Point placement records:

##########

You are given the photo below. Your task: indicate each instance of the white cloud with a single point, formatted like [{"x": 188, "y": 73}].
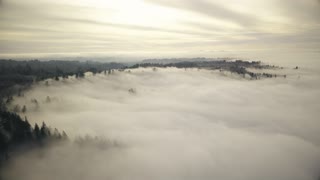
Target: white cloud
[{"x": 179, "y": 125}]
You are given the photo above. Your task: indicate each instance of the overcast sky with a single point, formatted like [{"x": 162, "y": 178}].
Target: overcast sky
[{"x": 152, "y": 28}]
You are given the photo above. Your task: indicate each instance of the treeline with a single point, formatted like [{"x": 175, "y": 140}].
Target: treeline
[
  {"x": 239, "y": 67},
  {"x": 23, "y": 73},
  {"x": 16, "y": 132}
]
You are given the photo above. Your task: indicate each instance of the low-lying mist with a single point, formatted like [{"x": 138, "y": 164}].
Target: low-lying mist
[{"x": 177, "y": 124}]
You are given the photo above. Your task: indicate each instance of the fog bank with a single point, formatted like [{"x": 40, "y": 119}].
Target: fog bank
[{"x": 178, "y": 124}]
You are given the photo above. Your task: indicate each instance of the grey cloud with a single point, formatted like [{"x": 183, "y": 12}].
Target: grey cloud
[{"x": 210, "y": 9}]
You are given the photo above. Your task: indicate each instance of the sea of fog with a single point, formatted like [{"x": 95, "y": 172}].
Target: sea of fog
[{"x": 177, "y": 124}]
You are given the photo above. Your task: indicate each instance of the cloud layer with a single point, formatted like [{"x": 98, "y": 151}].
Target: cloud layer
[
  {"x": 150, "y": 28},
  {"x": 179, "y": 125}
]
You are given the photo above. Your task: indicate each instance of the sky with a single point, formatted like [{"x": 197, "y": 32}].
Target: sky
[{"x": 157, "y": 28}]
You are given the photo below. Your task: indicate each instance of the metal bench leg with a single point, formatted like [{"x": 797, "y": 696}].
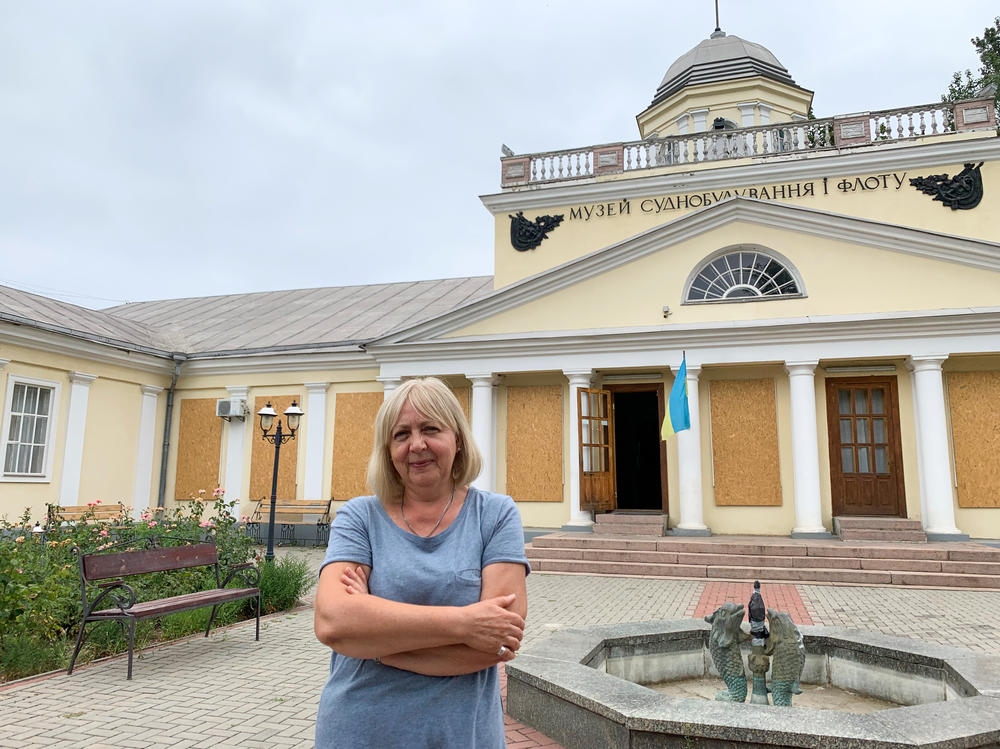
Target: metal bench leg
[
  {"x": 131, "y": 644},
  {"x": 211, "y": 618},
  {"x": 79, "y": 644}
]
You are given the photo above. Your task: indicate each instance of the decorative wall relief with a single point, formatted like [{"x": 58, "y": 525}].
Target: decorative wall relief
[
  {"x": 527, "y": 235},
  {"x": 963, "y": 191}
]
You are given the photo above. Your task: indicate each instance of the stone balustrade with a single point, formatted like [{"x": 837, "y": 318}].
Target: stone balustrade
[{"x": 800, "y": 136}]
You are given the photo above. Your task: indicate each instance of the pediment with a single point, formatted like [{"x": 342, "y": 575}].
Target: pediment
[{"x": 648, "y": 269}]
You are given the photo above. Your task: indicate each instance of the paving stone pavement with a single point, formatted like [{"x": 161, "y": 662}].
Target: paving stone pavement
[{"x": 229, "y": 691}]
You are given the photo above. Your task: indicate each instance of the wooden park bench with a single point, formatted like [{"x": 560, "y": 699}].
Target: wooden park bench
[
  {"x": 82, "y": 513},
  {"x": 109, "y": 568},
  {"x": 290, "y": 514}
]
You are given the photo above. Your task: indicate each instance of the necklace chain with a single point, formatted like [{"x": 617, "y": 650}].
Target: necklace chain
[{"x": 403, "y": 513}]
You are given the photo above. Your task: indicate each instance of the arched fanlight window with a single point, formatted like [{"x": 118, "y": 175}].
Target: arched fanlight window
[{"x": 742, "y": 274}]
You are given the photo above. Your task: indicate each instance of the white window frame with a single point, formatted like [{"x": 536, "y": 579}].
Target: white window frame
[{"x": 46, "y": 476}]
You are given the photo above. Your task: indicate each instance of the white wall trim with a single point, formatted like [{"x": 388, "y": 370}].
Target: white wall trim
[
  {"x": 916, "y": 242},
  {"x": 829, "y": 163},
  {"x": 76, "y": 431},
  {"x": 142, "y": 487}
]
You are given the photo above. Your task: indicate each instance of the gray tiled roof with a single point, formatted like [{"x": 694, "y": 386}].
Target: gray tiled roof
[
  {"x": 300, "y": 317},
  {"x": 721, "y": 58},
  {"x": 22, "y": 307}
]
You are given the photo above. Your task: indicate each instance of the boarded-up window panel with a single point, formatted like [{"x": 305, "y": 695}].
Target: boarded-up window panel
[
  {"x": 353, "y": 435},
  {"x": 199, "y": 445},
  {"x": 745, "y": 443},
  {"x": 463, "y": 395},
  {"x": 262, "y": 453},
  {"x": 534, "y": 443},
  {"x": 975, "y": 425}
]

##########

◆ **The request**
Reproduce all of the material above line for line, without any changes, and leave out the pictures.

◆ **Solved exercise**
You are given the photo below. Your task: indicate each instance of the white cloud with a single point, formatted like [{"x": 188, "y": 73}].
Target: white cloud
[{"x": 179, "y": 125}]
You are given the photo above. Your task: indicate each instance of the overcast sky with a single point, formatted like [{"x": 162, "y": 178}].
Target: overcast sky
[{"x": 152, "y": 28}]
You are given the photo above. Your task: indicate each instance of the treeline with a single point, formatted like [{"x": 175, "y": 140}].
Target: treeline
[
  {"x": 239, "y": 67},
  {"x": 23, "y": 73},
  {"x": 16, "y": 132}
]
You are given the photo above. Your task: indicate each instance of the low-lying mist with a single point, formatted like [{"x": 138, "y": 164}].
Target: low-lying mist
[{"x": 177, "y": 124}]
You are given the photo above. Your task: indicate each instance of the fog bank with a single point, formatted like [{"x": 40, "y": 119}].
Target: fog bank
[{"x": 178, "y": 124}]
You are given the photo above. Your task: indicate each instance of the grey cloud with a single point, formatted like [{"x": 183, "y": 12}].
Target: grey cloud
[{"x": 210, "y": 9}]
You are given the photo above. Your task: indicate each instance of the sea of fog with a single point, formatted like [{"x": 95, "y": 172}].
Target: sea of fog
[{"x": 177, "y": 124}]
You are given the photo above. Your task: indicate each instance of the cloud layer with a single point, formatted like [{"x": 98, "y": 151}].
Target: cloud layer
[
  {"x": 150, "y": 28},
  {"x": 179, "y": 125}
]
You are given the photo above. Your task: indicate each instance of the sky with a single point, formatted like [{"x": 197, "y": 32}].
Target: sky
[{"x": 157, "y": 28}]
You are given the photo below. Your task: indicate each instance of the metal bench leg with a single point, formatted like [{"x": 797, "y": 696}].
Target: metal bench leg
[
  {"x": 131, "y": 644},
  {"x": 211, "y": 618},
  {"x": 79, "y": 644}
]
You are given the photo above. Your task: indicate each instance of the decorative wall relief with a single point, formatted like [{"x": 58, "y": 525}].
Target: decorative wall relief
[
  {"x": 527, "y": 235},
  {"x": 963, "y": 191}
]
You are given the photo above. Your task: indicate each instance of the stone balustrade with a single point, formatted like [{"x": 837, "y": 318}].
Target: stone balustrade
[{"x": 800, "y": 136}]
You are given the photo above. Your task: indicate each instance of the pediment with a single point, formatted like [{"x": 342, "y": 575}].
Target: pediment
[{"x": 648, "y": 269}]
You are given the photo above. Your task: indicate each instance of the paving stone pavement with a single point, formatted like [{"x": 161, "y": 662}].
Target: paving stone pavement
[{"x": 229, "y": 691}]
You are given the photo above. Your task: indicate each instance of the wooden park bench with a single point, formatted like [{"x": 560, "y": 699}].
Target: wooden park bench
[
  {"x": 82, "y": 513},
  {"x": 109, "y": 568},
  {"x": 290, "y": 514}
]
You are given the photo above. Your task: indicate each instance of the necklace chain with a single point, formatted like [{"x": 617, "y": 650}].
Target: necklace chain
[{"x": 403, "y": 513}]
You are given the photo above. Your task: indicate each instance of the arched fanlight window with a single point, formatted like [{"x": 118, "y": 175}].
Target: arched fanlight window
[{"x": 742, "y": 274}]
You are given the photo above. Your task: indicate each instance of the white window frame with a single point, formatted like [{"x": 536, "y": 579}].
Target: white window frame
[{"x": 46, "y": 476}]
You are given the photo above. Your task: indicate each instance of the white wall trim with a single point, formatted like [{"x": 388, "y": 370}].
Target: white wall trim
[
  {"x": 916, "y": 242},
  {"x": 829, "y": 163},
  {"x": 76, "y": 431},
  {"x": 142, "y": 487}
]
You are given the photo above. Your task: indicate each instance of the gray tiled roof with a single point, formatted like [{"x": 694, "y": 386}].
Target: gray tiled roof
[
  {"x": 300, "y": 317},
  {"x": 721, "y": 58},
  {"x": 22, "y": 307}
]
You are given the photo above. Your task: indicate each instance of the boarded-up window panel with a single point, formatted like [{"x": 305, "y": 695}].
Target: boarded-up window panel
[
  {"x": 353, "y": 435},
  {"x": 199, "y": 445},
  {"x": 745, "y": 443},
  {"x": 463, "y": 395},
  {"x": 262, "y": 453},
  {"x": 534, "y": 443},
  {"x": 975, "y": 425}
]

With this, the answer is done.